Take a dog... add a ton of mud...and what you have is................................ •A•W•E•S•O•M•E•

Your dog looks so guilty. 


dlm ny country


----------



## Piper_the_goldenpuppy (Aug 26, 2016)

Bahahaha what a guilty pup!


----------



## jdavisryan (Jan 28, 2018)

I love that nervous glance to the right. So guilty. Thanks for sharing this.


----------



## Julie Timmons (Dec 16, 2016)

Sarah J said:


> so funny! (and my Trudy just became your IG follower!)



That’s awesome! Ty![emoji252]❤


Sent from my iPad using Tapatalk


----------



## Julie Timmons (Dec 16, 2016)

https://www.facebook.com/julie.timmons/videos/10215557668117662/?l=6083331993488189031

maybe this will work from my facebook.


----------



## Julie Timmons (Dec 16, 2016)

Brave said:


> Awww the link doesn't work for me.  Can you embed it from youtube?


try this https://www.facebook.com/julie.timmons/videos/10215557668117662/?l=6083331993488189031


----------



## Julie Timmons (Dec 16, 2016)

Location annotation dataset excerpts:

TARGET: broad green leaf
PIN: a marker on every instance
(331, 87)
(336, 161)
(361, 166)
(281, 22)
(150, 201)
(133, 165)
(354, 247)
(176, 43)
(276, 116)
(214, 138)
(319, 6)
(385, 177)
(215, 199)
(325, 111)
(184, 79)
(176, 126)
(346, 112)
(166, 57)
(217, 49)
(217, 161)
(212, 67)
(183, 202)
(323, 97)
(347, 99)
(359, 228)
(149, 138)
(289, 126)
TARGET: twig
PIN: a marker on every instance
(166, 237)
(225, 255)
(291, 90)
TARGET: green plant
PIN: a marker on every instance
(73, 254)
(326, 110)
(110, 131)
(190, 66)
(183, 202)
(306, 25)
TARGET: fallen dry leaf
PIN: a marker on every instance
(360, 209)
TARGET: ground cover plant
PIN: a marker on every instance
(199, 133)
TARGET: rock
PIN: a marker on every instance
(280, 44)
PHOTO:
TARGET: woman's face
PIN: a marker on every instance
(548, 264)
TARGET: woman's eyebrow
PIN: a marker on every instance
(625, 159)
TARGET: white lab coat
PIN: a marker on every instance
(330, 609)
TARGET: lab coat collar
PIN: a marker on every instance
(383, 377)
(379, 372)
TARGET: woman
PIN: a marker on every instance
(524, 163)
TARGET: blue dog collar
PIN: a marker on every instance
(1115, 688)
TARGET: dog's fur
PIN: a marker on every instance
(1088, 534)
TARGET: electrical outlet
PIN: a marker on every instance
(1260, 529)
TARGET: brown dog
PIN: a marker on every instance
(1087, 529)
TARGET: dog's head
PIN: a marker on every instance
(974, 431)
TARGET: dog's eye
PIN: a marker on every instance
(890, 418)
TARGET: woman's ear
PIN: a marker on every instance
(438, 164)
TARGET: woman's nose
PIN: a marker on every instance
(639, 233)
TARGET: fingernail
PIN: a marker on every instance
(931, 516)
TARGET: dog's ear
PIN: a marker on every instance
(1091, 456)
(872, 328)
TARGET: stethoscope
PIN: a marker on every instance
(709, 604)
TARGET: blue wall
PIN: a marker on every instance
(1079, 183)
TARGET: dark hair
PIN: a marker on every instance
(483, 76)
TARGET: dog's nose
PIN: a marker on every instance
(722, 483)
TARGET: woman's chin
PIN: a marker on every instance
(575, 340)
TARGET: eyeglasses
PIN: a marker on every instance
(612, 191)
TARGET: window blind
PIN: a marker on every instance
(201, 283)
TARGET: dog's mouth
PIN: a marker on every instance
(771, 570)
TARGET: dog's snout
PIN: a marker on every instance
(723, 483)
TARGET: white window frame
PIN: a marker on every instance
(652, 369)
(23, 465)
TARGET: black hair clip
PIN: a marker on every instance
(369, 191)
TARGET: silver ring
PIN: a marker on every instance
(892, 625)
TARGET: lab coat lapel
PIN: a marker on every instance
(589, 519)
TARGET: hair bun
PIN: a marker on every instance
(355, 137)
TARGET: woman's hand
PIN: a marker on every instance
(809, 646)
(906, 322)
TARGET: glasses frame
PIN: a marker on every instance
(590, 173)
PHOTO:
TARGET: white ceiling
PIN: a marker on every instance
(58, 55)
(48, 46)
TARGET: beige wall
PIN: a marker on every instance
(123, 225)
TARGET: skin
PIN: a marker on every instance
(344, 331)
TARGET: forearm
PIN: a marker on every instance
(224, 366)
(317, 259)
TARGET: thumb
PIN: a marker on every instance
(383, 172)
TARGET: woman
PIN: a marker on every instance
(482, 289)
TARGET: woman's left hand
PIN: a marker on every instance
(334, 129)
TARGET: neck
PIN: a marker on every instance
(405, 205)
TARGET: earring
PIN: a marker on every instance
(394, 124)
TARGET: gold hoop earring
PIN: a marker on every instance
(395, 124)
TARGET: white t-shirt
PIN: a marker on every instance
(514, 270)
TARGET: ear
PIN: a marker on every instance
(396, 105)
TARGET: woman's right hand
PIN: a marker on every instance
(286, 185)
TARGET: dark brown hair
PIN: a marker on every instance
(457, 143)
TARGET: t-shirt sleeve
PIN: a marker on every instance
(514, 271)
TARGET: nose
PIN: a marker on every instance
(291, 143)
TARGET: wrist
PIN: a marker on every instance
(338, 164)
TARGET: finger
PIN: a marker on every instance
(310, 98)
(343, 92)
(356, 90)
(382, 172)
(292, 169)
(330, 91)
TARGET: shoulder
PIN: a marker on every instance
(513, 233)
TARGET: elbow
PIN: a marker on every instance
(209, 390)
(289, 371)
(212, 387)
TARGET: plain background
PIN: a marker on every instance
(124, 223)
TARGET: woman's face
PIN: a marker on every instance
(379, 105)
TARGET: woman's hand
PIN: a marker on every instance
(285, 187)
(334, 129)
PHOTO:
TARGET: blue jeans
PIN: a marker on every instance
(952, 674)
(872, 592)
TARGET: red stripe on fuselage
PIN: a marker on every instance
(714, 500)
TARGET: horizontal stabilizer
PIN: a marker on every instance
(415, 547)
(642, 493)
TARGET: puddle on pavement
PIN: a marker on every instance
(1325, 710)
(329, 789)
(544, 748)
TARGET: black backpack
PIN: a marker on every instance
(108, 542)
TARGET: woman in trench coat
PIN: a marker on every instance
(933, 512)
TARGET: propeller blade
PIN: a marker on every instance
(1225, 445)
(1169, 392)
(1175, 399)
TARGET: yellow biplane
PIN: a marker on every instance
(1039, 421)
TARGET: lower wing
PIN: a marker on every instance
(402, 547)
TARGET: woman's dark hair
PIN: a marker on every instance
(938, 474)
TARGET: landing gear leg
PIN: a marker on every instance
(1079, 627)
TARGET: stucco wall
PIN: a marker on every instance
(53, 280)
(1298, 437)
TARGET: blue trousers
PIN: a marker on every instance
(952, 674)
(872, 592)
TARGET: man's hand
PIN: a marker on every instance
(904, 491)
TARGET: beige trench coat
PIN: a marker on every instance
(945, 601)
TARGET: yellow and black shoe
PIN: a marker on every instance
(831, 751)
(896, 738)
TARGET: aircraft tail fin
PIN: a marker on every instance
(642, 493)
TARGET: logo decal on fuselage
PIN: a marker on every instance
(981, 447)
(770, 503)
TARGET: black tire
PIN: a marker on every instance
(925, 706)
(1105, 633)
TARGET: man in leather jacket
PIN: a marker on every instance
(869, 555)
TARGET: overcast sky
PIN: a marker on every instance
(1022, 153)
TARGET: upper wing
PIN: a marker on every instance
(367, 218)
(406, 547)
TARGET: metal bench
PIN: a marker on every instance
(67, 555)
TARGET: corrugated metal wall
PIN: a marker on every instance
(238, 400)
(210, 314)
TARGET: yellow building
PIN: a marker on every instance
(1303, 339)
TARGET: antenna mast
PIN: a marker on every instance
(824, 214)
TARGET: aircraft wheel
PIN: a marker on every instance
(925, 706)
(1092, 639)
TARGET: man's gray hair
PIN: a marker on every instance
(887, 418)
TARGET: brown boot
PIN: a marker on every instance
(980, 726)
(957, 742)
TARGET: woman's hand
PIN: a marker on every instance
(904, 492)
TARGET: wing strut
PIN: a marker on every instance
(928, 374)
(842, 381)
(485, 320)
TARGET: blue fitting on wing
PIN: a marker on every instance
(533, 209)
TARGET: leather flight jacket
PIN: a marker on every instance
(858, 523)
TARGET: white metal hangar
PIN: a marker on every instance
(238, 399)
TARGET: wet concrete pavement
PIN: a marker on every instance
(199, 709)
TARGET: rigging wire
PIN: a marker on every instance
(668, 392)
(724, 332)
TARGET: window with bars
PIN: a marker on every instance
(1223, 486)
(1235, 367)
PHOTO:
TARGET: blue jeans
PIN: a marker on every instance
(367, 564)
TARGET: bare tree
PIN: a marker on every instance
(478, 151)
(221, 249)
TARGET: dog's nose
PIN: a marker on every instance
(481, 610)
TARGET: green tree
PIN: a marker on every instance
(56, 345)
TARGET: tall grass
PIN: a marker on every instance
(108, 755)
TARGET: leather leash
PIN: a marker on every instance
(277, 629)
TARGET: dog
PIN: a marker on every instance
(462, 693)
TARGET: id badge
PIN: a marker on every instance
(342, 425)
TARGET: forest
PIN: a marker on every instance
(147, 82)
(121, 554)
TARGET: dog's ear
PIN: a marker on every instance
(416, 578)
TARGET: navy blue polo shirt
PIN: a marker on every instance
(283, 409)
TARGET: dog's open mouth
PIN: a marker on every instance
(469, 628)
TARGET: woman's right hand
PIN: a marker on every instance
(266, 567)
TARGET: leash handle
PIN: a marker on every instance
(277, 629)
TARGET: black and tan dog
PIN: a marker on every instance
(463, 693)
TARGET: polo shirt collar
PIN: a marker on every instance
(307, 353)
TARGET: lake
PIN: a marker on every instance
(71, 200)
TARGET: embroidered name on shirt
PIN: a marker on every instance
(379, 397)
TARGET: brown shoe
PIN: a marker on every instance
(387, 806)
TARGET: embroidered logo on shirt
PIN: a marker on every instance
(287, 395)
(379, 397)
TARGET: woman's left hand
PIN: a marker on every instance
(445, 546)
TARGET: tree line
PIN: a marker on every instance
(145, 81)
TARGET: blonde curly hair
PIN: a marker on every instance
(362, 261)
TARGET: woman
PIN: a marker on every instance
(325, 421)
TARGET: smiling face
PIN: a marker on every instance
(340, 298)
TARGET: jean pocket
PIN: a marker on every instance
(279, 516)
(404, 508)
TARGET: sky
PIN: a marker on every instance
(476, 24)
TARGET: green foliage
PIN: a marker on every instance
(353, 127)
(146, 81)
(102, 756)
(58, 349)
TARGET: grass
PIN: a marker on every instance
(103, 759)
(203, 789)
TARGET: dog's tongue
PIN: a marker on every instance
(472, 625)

Set of tasks:
1) In the muddy dog thread, why does Julie Timmons post the Facebook video link a second time with "try this"? Answer in one to three sentences.
2) Which usernames appear in the muddy dog thread, counting both the post headings and the names placed before "said:"?
This material has no connection to the muddy dog thread.

Solutions per task:
1) Brave replied that the link didn't work for them and asked whether she could embed the video from YouTube. Julie Timmons answers by offering the Facebook link again for Brave to try.

2)
- Piper_the_goldenpuppy
- jdavisryan
- Julie Timmons
- Sarah J
- Brave